* WHAT TO DO *
Rewrite the data from the line that contains "What part of this image shows the gravel" through the line that contains "top-left (92, 51), bottom-right (310, 127)", including both of those lines and leaving the requests unchanged. In the answers, scale every coordinate by 2.2 and round each result to a whole number, rounding halves up.

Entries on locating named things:
::::::::

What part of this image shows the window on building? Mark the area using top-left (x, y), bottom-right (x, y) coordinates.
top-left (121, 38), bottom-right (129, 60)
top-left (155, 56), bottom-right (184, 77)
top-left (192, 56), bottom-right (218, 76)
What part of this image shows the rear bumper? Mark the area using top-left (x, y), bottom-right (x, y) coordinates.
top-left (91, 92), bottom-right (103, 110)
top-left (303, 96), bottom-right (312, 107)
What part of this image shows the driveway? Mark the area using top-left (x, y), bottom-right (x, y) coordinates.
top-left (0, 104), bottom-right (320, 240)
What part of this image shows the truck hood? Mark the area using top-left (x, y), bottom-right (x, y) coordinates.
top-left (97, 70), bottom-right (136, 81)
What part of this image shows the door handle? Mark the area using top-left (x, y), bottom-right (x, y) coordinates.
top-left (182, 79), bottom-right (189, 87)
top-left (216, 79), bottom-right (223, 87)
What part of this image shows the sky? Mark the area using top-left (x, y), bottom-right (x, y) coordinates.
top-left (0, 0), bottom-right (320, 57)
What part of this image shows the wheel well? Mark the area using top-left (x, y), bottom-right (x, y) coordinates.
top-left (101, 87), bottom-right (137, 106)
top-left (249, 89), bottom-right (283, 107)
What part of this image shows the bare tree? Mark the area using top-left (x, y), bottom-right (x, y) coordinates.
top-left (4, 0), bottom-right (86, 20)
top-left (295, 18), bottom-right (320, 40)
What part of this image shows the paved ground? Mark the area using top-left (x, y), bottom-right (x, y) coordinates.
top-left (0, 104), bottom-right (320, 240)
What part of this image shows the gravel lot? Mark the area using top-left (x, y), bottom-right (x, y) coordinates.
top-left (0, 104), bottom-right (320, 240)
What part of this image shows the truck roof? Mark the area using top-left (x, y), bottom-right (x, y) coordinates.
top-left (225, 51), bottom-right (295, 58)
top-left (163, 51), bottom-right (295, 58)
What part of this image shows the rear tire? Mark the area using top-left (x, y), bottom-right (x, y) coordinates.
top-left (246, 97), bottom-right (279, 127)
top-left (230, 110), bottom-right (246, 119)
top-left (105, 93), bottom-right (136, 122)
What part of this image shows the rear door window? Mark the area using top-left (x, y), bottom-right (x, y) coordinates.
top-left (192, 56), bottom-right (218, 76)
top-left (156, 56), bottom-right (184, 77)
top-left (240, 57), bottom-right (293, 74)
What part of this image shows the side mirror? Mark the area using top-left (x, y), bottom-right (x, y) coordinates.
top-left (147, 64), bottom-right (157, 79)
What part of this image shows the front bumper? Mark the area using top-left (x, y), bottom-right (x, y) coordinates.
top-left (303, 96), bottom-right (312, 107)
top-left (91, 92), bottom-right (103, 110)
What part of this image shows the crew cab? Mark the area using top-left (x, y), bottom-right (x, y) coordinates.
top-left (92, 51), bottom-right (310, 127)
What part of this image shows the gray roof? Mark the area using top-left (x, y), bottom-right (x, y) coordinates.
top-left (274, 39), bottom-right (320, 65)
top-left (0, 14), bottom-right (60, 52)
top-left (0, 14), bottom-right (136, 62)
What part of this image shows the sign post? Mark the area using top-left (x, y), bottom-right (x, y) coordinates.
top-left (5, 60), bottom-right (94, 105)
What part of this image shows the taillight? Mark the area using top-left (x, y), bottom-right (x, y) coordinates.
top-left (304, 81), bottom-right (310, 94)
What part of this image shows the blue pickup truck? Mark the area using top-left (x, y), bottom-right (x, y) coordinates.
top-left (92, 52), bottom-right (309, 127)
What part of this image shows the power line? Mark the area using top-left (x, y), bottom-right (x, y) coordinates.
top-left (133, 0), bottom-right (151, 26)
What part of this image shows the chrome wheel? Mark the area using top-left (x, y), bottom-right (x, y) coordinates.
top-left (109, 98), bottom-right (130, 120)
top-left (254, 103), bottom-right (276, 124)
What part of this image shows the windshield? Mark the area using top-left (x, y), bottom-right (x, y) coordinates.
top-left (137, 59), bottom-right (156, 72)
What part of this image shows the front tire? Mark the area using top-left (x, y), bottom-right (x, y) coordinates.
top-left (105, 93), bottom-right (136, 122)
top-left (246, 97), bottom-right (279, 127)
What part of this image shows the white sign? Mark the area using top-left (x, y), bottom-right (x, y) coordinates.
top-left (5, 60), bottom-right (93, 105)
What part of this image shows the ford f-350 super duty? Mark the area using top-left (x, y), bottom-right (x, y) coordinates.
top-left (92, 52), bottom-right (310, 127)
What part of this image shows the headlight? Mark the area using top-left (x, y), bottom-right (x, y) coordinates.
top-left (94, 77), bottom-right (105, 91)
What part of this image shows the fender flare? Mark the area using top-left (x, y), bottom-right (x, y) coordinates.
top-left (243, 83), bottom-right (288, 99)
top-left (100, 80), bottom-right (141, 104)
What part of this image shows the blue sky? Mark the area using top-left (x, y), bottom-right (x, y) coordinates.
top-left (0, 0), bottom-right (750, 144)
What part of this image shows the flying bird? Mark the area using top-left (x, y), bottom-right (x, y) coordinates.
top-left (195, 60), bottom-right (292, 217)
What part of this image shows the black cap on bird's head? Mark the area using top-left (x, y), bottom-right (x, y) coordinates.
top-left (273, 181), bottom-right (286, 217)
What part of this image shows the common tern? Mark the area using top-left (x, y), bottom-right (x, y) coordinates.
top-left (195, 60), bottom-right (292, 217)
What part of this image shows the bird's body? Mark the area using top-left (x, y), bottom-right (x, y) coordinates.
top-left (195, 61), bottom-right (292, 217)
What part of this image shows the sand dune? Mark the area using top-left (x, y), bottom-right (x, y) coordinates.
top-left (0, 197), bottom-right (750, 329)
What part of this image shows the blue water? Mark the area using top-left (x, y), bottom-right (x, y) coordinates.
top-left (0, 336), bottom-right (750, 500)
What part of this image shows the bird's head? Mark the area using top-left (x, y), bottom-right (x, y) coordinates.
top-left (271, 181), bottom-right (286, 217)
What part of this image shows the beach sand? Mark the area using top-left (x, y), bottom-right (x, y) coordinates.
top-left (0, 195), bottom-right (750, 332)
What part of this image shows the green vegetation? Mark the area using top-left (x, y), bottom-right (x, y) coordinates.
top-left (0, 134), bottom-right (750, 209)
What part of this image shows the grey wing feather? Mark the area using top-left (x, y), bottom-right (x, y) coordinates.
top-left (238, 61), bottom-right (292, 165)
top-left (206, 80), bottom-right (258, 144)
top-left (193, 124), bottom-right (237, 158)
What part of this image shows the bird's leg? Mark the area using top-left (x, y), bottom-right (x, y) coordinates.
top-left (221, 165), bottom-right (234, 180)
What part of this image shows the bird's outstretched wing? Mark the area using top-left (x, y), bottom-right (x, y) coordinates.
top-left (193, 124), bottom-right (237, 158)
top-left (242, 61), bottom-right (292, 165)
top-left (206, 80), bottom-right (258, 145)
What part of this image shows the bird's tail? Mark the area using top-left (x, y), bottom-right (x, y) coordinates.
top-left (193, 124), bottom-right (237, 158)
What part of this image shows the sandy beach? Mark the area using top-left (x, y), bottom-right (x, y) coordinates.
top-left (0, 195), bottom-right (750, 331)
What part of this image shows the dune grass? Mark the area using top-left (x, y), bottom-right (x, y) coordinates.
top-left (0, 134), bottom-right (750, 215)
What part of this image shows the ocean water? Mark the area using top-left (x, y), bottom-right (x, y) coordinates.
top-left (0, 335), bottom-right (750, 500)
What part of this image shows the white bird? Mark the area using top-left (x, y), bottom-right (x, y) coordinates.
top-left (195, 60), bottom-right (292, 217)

::::::::

* SOLUTION FOR THIS PROBLEM *
What part of this image shows the gravel lot? Mark the area using top-left (x, y), bottom-right (x, y) coordinates.
top-left (0, 229), bottom-right (704, 528)
What part of this image shows the truck roof? Mark the area using top-left (x, y), bottom-right (x, y) coordinates.
top-left (495, 112), bottom-right (649, 128)
top-left (359, 112), bottom-right (649, 128)
What part of this image shows the rear tire? Mark the area using top-left (x, y), bottom-right (x, y) coordinates.
top-left (541, 213), bottom-right (614, 279)
top-left (506, 242), bottom-right (541, 262)
top-left (231, 205), bottom-right (299, 268)
What part of this image shows the rear door window? Mark the area using top-left (x, y), bottom-right (x, y) coordinates.
top-left (422, 123), bottom-right (480, 167)
top-left (343, 123), bottom-right (405, 169)
top-left (528, 125), bottom-right (645, 163)
What part of this image shows the side mirror? Mark the area using top-left (x, y), bottom-right (x, y) coordinates.
top-left (323, 141), bottom-right (345, 174)
What part of this image shows the front bumper? Mark the area using top-left (x, y), bottom-right (x, y) coordinates.
top-left (667, 211), bottom-right (686, 235)
top-left (200, 202), bottom-right (227, 242)
What part of this image shows the crew cab? Mark the area using top-left (x, y), bottom-right (x, y) coordinates.
top-left (202, 112), bottom-right (682, 279)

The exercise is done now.